*** Opening Passage shown ***

A massive online community of social and environmental activists helped share the petition and get it in front of more eyes.

"With a click of a button you can sign other petitions, get someone's message out there or educate a few hundred people at once," she said. "We all help each other spread the word. It was so cool to get so many signatures, especially from people all over the world who are also wanting to help the environment. I have so many new friends!"

In the end, her petition had 174,817 signatures!

As the deadline for the veto approached, people assured Abby that the governor to Illinois, Pat Quinn, would veto the bill. Abby didn't know for sure.

But Abby knew that she had made a difference when she got a call from Governor Quinn. He told her over the phone that he would veto.

"It was down to the last day when he called the house," she said. "I was really surprised he would take the time to call me, he really didn't need to! In my mind all he had to do was veto the bill and I would have been so happy. I also felt a huge weight lifted off my shoulders."

While many people believe that kids are too young to make a change, Abby is proof that anyone can make a difference if they believe in a cause enough and work toward making it a reality.

She added that kids can be instigators of change because they have a different perspective on the world.

"We can tell it like it is," she said. "We don't have any outside influences. Kids can make a difference because we can be passionate about something just because we want to."

*** Closing Passage shown ***

Required work:
[a] According to the petition passage, how many signatures did Abby's petition have in the end?
[b] Summarize the petition passage in two sentences.
[c] For each statement, say whether it agrees with the petition passage and quote the words that decide it: (i) Abby was certain the governor would veto the bill. (ii) Governor Quinn called Abby's house on the last day. (iii) The petition drew signatures only from people in Illinois.
Answer using only the petition passage, without outside knowledge.

*** Opening Data segment ***

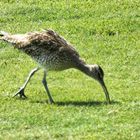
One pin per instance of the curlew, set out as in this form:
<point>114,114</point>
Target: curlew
<point>52,52</point>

*** Closing Data segment ***

Outputs by task:
[a] 174,817

[b] With help from a large online community of activists, Abby's petition gathered 174,817 signatures, and on the last day before the veto deadline Illinois Governor Pat Quinn called her to say he would veto the bill. The passage presents her as proof that kids can make a difference, and she says kids can bring about change because they have a different perspective and no outside influences.

[c]
(i) No: "Abby didn't know for sure."
(ii) Yes: "It was down to the last day when he called the house"
(iii) No: "especially from people all over the world who are also wanting to help the environment"